WORK TASK: Beginning with the line that holds "point per instance: tree trunk" and ending with the last line of the entries, please output each line exactly, apart from any pictures.

AVAILABLE RECORDS:
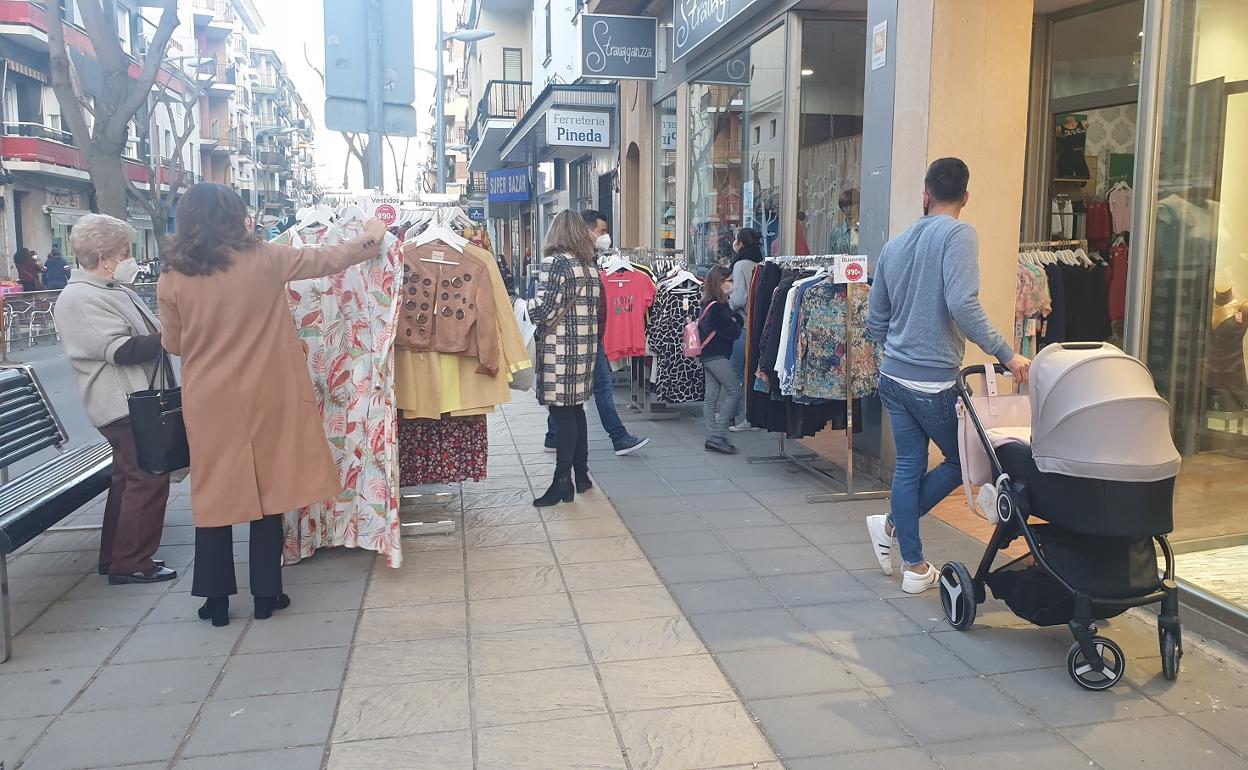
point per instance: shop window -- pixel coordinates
(830, 139)
(1197, 317)
(665, 175)
(1097, 51)
(733, 181)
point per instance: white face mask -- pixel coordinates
(126, 271)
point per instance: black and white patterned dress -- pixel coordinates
(678, 378)
(567, 351)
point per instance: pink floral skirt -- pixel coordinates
(442, 451)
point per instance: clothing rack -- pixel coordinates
(1027, 245)
(804, 459)
(660, 261)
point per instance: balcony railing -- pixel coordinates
(221, 9)
(271, 157)
(39, 131)
(503, 99)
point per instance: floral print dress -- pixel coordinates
(348, 323)
(824, 336)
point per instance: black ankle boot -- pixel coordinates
(265, 605)
(560, 491)
(217, 610)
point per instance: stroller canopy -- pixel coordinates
(1096, 414)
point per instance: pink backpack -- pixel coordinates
(694, 343)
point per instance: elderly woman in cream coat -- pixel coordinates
(114, 345)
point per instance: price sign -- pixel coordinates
(385, 207)
(387, 214)
(850, 268)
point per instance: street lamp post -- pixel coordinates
(441, 97)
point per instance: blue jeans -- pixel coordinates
(738, 361)
(604, 397)
(917, 418)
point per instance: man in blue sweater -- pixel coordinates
(925, 305)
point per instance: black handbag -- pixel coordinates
(156, 421)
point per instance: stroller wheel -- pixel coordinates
(1172, 652)
(1092, 677)
(957, 595)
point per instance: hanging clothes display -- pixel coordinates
(678, 378)
(347, 322)
(629, 295)
(463, 348)
(1077, 282)
(798, 347)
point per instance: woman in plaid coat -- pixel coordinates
(567, 315)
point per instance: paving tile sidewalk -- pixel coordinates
(841, 669)
(692, 613)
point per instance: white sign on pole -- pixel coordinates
(850, 268)
(385, 207)
(668, 131)
(578, 129)
(880, 45)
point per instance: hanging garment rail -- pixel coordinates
(849, 489)
(1027, 245)
(660, 261)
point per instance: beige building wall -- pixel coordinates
(964, 70)
(637, 165)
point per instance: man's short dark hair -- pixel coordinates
(946, 180)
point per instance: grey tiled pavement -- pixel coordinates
(698, 615)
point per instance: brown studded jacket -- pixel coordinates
(448, 308)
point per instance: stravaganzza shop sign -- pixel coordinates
(697, 20)
(619, 46)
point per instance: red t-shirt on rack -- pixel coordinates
(628, 296)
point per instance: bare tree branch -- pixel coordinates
(141, 87)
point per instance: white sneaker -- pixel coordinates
(916, 583)
(877, 527)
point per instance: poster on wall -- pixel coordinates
(1070, 155)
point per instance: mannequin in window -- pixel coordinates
(1072, 140)
(1224, 373)
(844, 237)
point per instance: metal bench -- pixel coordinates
(38, 499)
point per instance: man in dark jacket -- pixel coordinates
(56, 270)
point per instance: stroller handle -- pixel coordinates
(965, 393)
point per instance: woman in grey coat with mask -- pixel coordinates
(112, 342)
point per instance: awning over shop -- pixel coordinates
(64, 215)
(528, 139)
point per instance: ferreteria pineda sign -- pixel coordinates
(619, 48)
(697, 20)
(578, 129)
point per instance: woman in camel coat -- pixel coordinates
(257, 444)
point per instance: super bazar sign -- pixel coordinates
(507, 186)
(577, 129)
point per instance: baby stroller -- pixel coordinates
(1093, 458)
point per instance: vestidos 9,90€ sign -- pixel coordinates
(574, 129)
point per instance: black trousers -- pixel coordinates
(570, 441)
(214, 559)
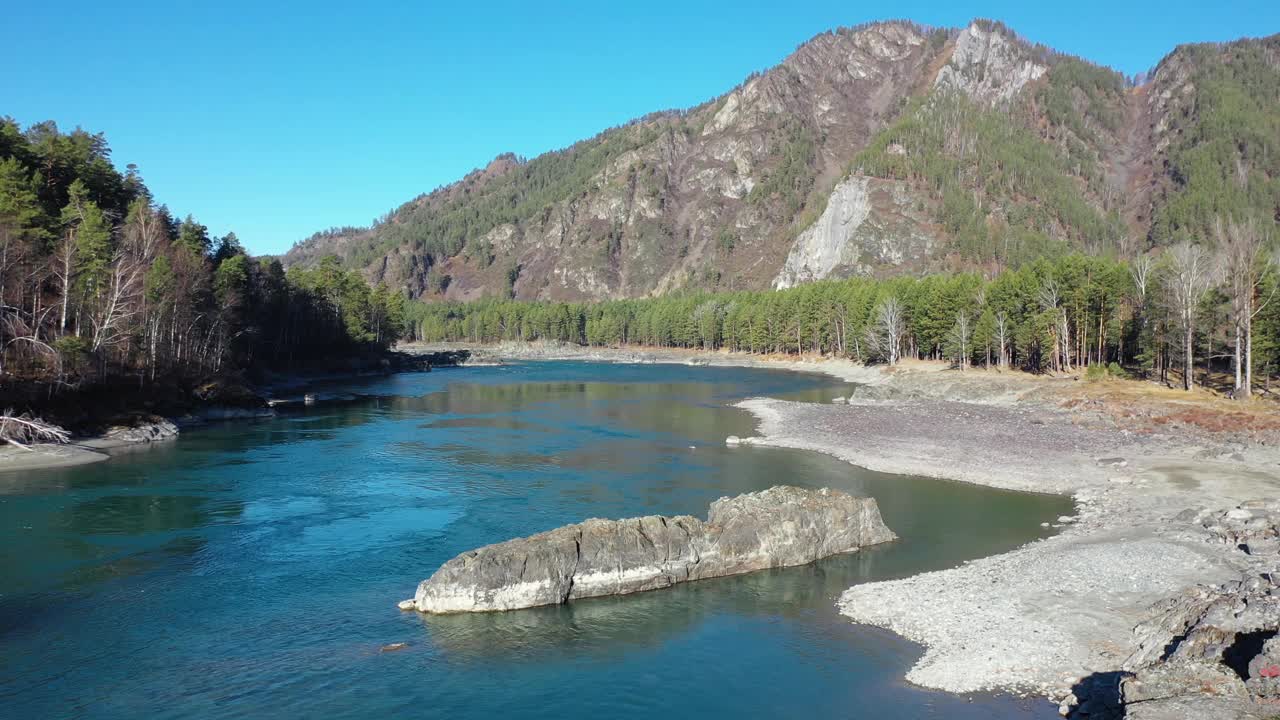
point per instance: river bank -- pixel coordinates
(1152, 473)
(1056, 618)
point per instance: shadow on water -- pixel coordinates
(251, 569)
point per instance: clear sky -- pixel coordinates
(275, 119)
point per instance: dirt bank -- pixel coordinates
(1042, 618)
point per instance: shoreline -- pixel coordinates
(1151, 474)
(1051, 618)
(1054, 615)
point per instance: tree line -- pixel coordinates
(1191, 309)
(100, 282)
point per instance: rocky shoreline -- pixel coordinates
(1156, 475)
(780, 527)
(1057, 618)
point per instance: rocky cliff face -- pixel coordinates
(766, 186)
(776, 528)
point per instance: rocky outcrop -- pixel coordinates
(868, 223)
(1211, 651)
(776, 528)
(1210, 642)
(155, 431)
(988, 65)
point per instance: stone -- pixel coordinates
(775, 528)
(1215, 641)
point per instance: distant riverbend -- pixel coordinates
(251, 569)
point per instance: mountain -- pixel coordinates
(882, 149)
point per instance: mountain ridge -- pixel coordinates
(722, 195)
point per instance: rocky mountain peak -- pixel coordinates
(988, 64)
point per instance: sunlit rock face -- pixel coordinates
(988, 67)
(776, 528)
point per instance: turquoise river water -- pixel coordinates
(252, 569)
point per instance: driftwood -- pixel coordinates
(22, 431)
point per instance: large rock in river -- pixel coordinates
(775, 528)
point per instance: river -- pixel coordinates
(252, 569)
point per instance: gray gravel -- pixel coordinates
(1038, 619)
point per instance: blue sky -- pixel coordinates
(277, 119)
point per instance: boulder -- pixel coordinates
(776, 528)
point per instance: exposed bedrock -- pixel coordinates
(775, 528)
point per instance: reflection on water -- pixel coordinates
(252, 569)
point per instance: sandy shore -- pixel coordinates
(1040, 619)
(1148, 470)
(1144, 468)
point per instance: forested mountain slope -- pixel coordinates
(869, 151)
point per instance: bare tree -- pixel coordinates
(1191, 278)
(120, 300)
(64, 269)
(1051, 300)
(960, 338)
(888, 326)
(1243, 246)
(1002, 337)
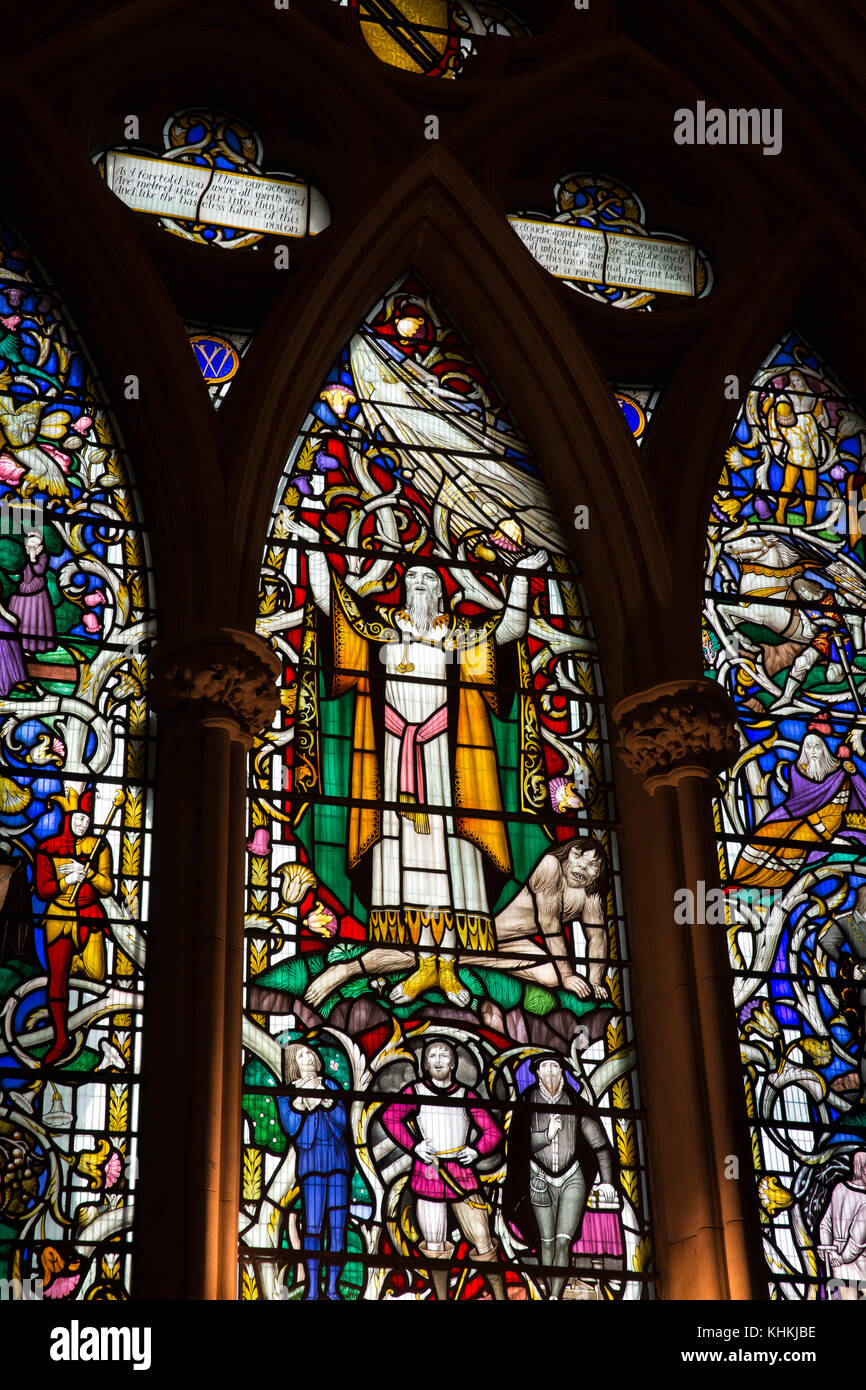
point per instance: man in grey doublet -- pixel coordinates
(567, 1148)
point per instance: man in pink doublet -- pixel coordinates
(444, 1182)
(843, 1232)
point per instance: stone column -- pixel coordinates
(211, 692)
(673, 741)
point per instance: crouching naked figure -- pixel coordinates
(569, 884)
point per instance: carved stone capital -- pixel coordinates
(217, 676)
(681, 729)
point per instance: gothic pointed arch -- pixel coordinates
(549, 377)
(431, 816)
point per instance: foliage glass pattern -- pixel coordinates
(786, 595)
(75, 756)
(439, 1083)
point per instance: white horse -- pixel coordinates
(774, 592)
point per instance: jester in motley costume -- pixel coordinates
(72, 873)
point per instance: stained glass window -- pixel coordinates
(597, 242)
(637, 405)
(217, 352)
(439, 1082)
(786, 595)
(75, 755)
(433, 38)
(209, 186)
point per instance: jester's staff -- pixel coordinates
(116, 805)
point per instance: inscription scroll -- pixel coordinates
(191, 192)
(585, 253)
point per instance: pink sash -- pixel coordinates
(412, 737)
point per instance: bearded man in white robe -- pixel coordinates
(427, 816)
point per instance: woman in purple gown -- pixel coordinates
(11, 660)
(31, 602)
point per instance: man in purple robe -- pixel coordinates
(826, 804)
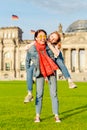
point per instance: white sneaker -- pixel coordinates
(28, 98)
(72, 85)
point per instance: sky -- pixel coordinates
(41, 14)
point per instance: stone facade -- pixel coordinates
(12, 54)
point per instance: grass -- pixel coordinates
(15, 115)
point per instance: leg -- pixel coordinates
(29, 75)
(53, 93)
(39, 96)
(60, 62)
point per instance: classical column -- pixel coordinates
(77, 60)
(85, 60)
(69, 59)
(17, 62)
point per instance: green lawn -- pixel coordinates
(15, 115)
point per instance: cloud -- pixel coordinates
(65, 6)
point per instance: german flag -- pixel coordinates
(15, 17)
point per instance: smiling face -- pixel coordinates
(53, 38)
(41, 37)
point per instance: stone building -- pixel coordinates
(74, 48)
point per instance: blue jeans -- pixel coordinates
(40, 91)
(29, 75)
(60, 62)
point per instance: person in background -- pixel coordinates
(44, 68)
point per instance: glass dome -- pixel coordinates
(77, 26)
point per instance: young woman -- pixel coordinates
(54, 51)
(44, 68)
(55, 45)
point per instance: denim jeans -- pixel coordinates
(29, 75)
(40, 91)
(60, 62)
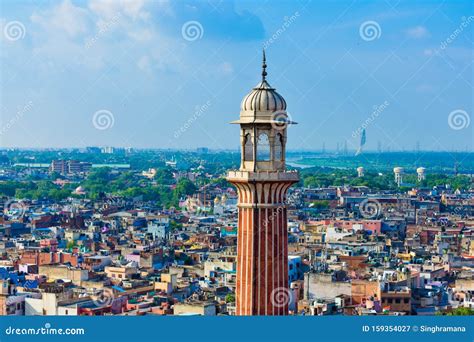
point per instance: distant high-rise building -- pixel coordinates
(421, 172)
(398, 171)
(69, 166)
(262, 183)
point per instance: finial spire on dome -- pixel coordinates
(264, 66)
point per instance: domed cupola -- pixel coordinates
(263, 98)
(263, 102)
(263, 128)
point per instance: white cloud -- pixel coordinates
(144, 63)
(417, 32)
(109, 8)
(65, 17)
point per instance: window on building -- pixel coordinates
(263, 147)
(248, 147)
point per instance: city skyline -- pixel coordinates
(170, 75)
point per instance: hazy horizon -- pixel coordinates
(171, 75)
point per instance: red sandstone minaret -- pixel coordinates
(262, 183)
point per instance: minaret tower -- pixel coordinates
(262, 183)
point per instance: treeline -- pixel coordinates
(313, 178)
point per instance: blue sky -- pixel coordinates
(129, 73)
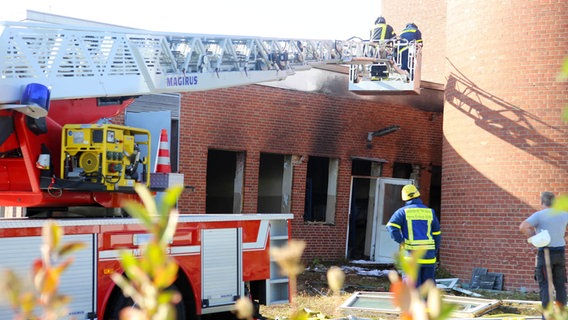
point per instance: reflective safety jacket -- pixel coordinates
(382, 31)
(415, 226)
(410, 34)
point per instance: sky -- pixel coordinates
(306, 19)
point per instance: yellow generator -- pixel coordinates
(105, 156)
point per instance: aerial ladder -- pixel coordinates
(58, 81)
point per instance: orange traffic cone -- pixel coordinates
(163, 161)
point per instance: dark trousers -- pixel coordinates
(558, 267)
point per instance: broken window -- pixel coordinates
(321, 189)
(224, 186)
(274, 183)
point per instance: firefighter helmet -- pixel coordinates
(409, 191)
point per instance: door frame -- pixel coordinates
(380, 233)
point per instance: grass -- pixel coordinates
(315, 295)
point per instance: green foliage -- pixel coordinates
(147, 277)
(47, 271)
(424, 302)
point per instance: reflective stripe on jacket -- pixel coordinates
(416, 227)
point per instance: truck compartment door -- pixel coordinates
(221, 269)
(77, 282)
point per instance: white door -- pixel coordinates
(388, 201)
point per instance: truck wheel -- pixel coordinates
(119, 302)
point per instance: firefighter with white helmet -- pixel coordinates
(416, 227)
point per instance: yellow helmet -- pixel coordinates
(409, 191)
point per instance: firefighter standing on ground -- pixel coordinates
(555, 222)
(416, 227)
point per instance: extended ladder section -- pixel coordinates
(83, 62)
(79, 62)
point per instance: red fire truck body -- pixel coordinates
(221, 257)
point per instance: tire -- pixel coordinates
(119, 302)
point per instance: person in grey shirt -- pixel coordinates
(555, 222)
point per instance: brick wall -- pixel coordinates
(504, 140)
(258, 119)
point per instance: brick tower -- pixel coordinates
(504, 138)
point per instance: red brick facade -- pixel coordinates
(257, 119)
(504, 140)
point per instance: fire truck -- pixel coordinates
(59, 160)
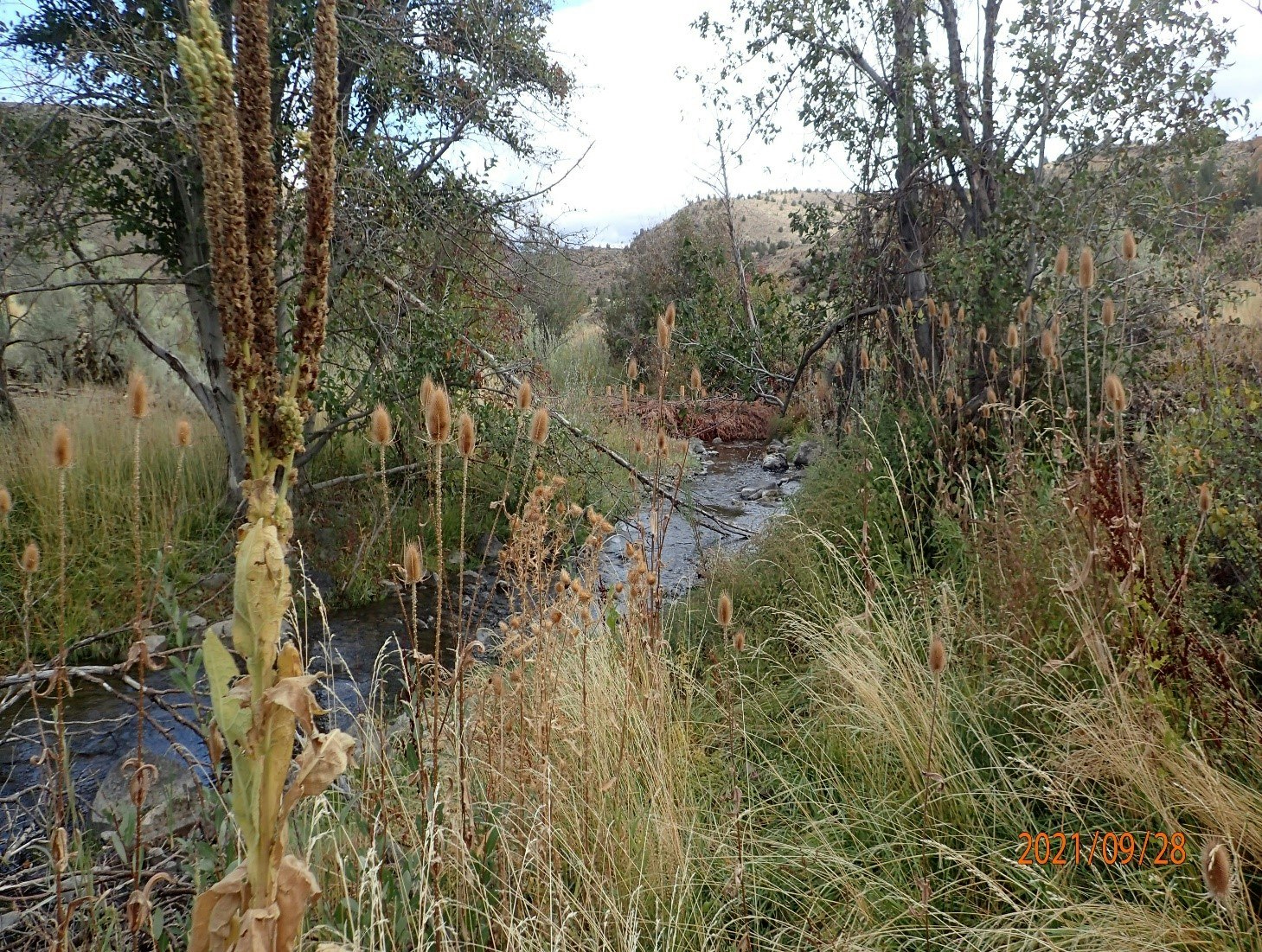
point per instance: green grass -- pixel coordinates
(99, 564)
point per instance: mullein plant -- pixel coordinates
(259, 905)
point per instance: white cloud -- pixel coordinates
(648, 129)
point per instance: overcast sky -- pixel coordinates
(648, 131)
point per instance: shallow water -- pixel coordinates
(359, 655)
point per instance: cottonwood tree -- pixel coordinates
(112, 149)
(976, 125)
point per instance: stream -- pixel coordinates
(359, 654)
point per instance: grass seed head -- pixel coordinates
(381, 426)
(1115, 393)
(539, 426)
(1130, 250)
(725, 610)
(1108, 314)
(1215, 870)
(63, 451)
(138, 395)
(937, 656)
(412, 564)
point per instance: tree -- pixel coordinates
(953, 135)
(415, 80)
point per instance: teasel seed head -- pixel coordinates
(725, 610)
(467, 439)
(539, 426)
(1215, 870)
(1115, 393)
(439, 416)
(138, 395)
(63, 451)
(1047, 344)
(381, 428)
(1086, 269)
(412, 564)
(1130, 250)
(937, 656)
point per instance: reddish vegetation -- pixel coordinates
(726, 418)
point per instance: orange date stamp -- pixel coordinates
(1107, 847)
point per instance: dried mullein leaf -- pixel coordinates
(321, 763)
(233, 719)
(296, 889)
(217, 914)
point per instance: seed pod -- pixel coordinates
(63, 451)
(539, 426)
(937, 656)
(1086, 269)
(1115, 393)
(381, 428)
(1130, 250)
(725, 610)
(1215, 870)
(467, 439)
(138, 395)
(439, 416)
(1047, 344)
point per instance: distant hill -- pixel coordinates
(762, 226)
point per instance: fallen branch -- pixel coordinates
(703, 514)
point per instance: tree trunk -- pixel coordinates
(216, 393)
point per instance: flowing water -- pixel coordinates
(359, 651)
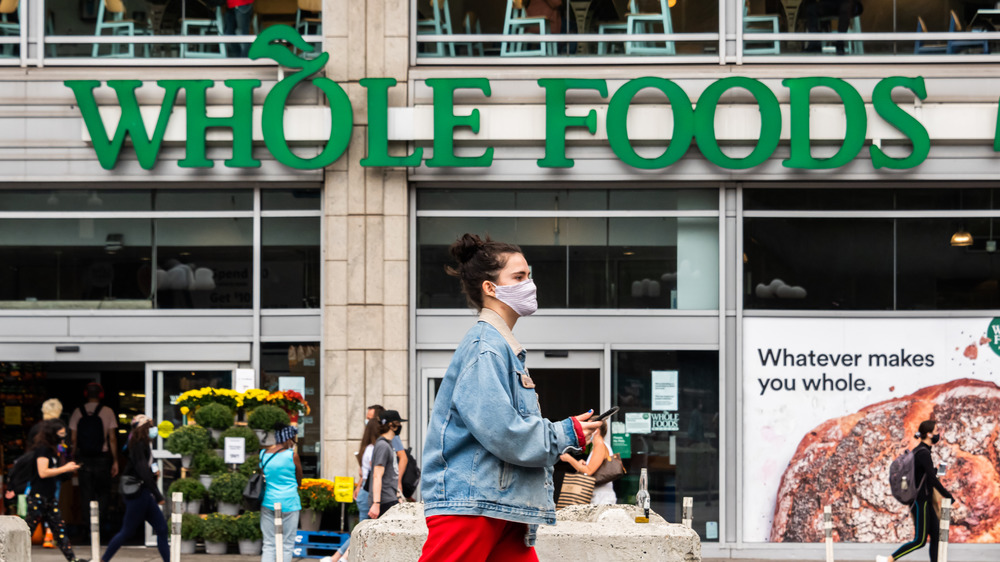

ANSWER:
point per instance: tree trunk -- pixel coordinates
(216, 393)
point per instance: flowing water -- pixel coordinates
(359, 651)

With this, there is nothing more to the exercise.